▶ **Set problem**:
Set down each of the following lines again, word for word and in the same order, changing nothing.

▶ **Records provided**:
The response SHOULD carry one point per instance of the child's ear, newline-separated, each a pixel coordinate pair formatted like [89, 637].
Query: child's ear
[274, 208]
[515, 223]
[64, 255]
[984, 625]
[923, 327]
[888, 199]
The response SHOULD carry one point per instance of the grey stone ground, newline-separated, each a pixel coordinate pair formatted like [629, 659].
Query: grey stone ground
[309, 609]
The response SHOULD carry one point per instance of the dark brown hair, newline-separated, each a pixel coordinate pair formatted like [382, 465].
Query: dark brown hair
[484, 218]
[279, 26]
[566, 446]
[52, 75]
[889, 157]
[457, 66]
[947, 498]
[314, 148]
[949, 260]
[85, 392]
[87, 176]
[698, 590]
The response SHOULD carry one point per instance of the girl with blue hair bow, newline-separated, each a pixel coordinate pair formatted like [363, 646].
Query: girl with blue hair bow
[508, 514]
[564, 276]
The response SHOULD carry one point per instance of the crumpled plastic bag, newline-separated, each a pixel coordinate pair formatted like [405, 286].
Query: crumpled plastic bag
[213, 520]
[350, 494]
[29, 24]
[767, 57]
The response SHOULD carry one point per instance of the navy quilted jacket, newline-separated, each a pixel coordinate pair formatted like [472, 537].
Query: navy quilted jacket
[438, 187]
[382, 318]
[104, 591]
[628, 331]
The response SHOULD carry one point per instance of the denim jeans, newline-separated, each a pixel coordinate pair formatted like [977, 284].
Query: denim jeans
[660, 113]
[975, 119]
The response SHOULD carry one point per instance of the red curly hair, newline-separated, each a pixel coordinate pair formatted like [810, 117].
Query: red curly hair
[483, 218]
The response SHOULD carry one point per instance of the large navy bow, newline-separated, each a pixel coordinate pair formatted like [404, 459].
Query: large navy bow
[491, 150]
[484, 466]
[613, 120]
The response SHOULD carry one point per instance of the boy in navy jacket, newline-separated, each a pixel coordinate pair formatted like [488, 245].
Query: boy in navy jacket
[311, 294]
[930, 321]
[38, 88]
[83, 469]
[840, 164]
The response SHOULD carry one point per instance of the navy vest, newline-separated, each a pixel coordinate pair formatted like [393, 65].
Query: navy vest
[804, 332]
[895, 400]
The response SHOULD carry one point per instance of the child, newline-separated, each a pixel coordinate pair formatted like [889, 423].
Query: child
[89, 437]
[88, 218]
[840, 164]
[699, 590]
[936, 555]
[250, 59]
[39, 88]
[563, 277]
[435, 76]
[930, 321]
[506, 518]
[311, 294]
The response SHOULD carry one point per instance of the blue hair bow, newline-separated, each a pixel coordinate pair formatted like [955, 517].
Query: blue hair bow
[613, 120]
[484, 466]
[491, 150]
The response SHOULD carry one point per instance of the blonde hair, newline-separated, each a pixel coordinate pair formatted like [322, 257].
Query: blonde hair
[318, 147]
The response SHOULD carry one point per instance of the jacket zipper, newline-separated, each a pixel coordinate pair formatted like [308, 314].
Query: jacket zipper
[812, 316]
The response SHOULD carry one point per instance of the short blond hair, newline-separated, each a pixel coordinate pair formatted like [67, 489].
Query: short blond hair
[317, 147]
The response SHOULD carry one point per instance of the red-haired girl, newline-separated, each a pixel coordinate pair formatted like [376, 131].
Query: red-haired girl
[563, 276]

▶ **Expected answer**:
The response SHOULD carry one point per instance of the child's ear, newline-separated, each a pixel coordinate pair formatted like [89, 637].
Query: child's ear
[274, 208]
[515, 223]
[64, 255]
[984, 625]
[923, 327]
[888, 199]
The response SHOULD carry one point per instance of the grey stone ground, newline-separated, each a pixel coordinate pair formatted like [629, 659].
Query: grey stone ground
[309, 609]
The response SHOULD carry one point per instance of the dark brown hair, newline-separated, each a pixel coordinate pair formatted like [382, 465].
Query: dark brown hair
[484, 218]
[279, 26]
[566, 446]
[52, 75]
[889, 157]
[457, 66]
[947, 498]
[314, 148]
[949, 260]
[85, 392]
[87, 176]
[698, 590]
The response SHOULD carry one point per instance of the girl with blue hair bow, newline-separated, each a pixel coordinate pair formatted like [363, 646].
Query: girl with blue hair bow
[508, 514]
[564, 276]
The response SHOULD carry one point per instance of the crumpled plastic bag, newline-separated, each a pixel coordinate pair formatted like [405, 286].
Query: crumpled plastic bag
[213, 520]
[350, 494]
[29, 24]
[767, 57]
The response SHOULD carry one point per instance of the navy quilted jacket, newline-separated, each a pixel coordinate pair formatted like [472, 537].
Query: navy quilted jacket
[438, 187]
[382, 318]
[104, 591]
[628, 331]
The response SHOULD carry one point per instance of the denim jeans, newline-separated, each a pixel coordinate pair formatted like [977, 284].
Query: denim jeans
[660, 113]
[975, 119]
The response SHOULD carry one point per instance of the red curly hair, newline-separated, each a pixel coordinate pair formatted like [810, 117].
Query: red curly hair
[483, 218]
The response SHOULD carry one point per instance of the large navy bow, newline-separated, each a pixel coordinate pair formatted like [404, 459].
Query: large navy bow
[491, 150]
[484, 466]
[613, 120]
The response SHOULD carry one point per instance of the boy in navy jacket, newline-separated, each a pixel coordinate pair formatted like [488, 245].
Query: boy in navy jacket
[311, 294]
[930, 321]
[38, 88]
[83, 469]
[840, 164]
The response SHOULD carry one point per instance of the navy vest, newline-separated, each a pixel coordinate pair formatted like [393, 65].
Query: navy vest
[804, 332]
[895, 400]
The response SHOULD carry one point per instance of the child, newline-separated, each a pixel coordinate pair formatted like [889, 423].
Query: child
[89, 437]
[88, 218]
[840, 164]
[699, 590]
[936, 555]
[250, 59]
[39, 88]
[563, 277]
[435, 76]
[930, 321]
[506, 518]
[311, 294]
The response SHOULD carry one point per instance of the blue hair bow, newline-separated, each a pixel coordinate pair formatted like [955, 517].
Query: blue hair bow
[613, 120]
[484, 466]
[491, 150]
The response SHOULD carry one point per instance of the blonde hair, newline-separated, each a pixel coordinate pair formatted like [322, 257].
Query: blonde hair
[318, 147]
The response SHOULD carry one point per instance of the jacket zipper, newline-separated, each a pixel coordinate pair formatted like [308, 314].
Query: jacket zipper
[812, 316]
The response SHOULD carry one point per instance of the short blond hair, newline-separated, each a pixel coordinate pair formatted like [67, 489].
Query: short blond hair
[317, 147]
The response SHOULD carry one point per instance of the red-haired girl, newline-separated, each a pixel coordinate pair formatted like [376, 131].
Query: red-haired girl
[563, 276]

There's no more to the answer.